Document extract
════
Member of the New Jersey Senate from the 2nd district
- Incumbent
- Assumed office November 8, 2021
- Preceded by: Chris A. Brown

Member of the New Jersey General Assembly from the 2nd district
- In office January 8, 2008 – January 10, 2012 Serving with John F. Amodeo
- Preceded by: Francis J. Blee Jim Whelan
- Succeeded by: Chris A. Brown

Personal details
- Born: Vincent Joseph Polistina June 10, 1971 (age 54) Galloway Township, New Jersey, U.S.
- Spouse: Carolyn Polistina
- Website: Legislative web page

= Vincent J. Polistina =

Member of the New Jersey Senate

Vincent Joseph Polistina (born June 10, 1971) is an American Republican politician who has served in the New Jersey Senate since 2021. He previously served in the New Jersey General Assembly, where he represented the 2nd Legislative District from 2008 to 2012.
════
Records from a dataset
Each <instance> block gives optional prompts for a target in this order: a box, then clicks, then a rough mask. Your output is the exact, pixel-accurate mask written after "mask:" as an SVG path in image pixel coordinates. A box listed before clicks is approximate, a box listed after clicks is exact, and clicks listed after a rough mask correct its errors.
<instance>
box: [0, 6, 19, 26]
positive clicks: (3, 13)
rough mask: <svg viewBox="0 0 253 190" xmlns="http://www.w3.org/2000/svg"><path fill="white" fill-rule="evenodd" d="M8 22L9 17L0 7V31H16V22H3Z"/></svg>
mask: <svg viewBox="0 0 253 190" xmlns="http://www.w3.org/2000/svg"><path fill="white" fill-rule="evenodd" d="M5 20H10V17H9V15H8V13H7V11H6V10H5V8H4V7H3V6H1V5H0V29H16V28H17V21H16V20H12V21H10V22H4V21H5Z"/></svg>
════
Activities
[1] Name every person mentioned in the Polistina profile other than Vincent J. Polistina himself.
[2] Resume the Polistina profile, picking up after its final sentence.
The listing is separate material, unrelated to the Polistina profile.

Answer set
[1] Chris A. Brown, John F. Amodeo, Francis J. Blee, Jim Whelan, Carolyn Polistina

[2]
==Early life and education==
A lifelong resident of Atlantic County, Polistina grew up in Galloway Township and graduated from Absegami High School in 1989.

Polistina received a B.A. from Rutgers University with a major in Bioenvironmental Engineering. He is owner of the engineering firm of Polistina and Associates, L.L.C.

He lives in Egg Harbor Township, New Jersey, with his wife Carolyn and their three children.

==Elective office==
After serving two terms in the New Jersey General Assembly, Polistina ran for the New Jersey Senate in the 2nd district in the 2011 election, losing to incumbent Democrat Jim Whelan in what was the state's most expensive race, with more than $3 million spent by both candidates. His Assembly seat was filled by Chris A. Brown.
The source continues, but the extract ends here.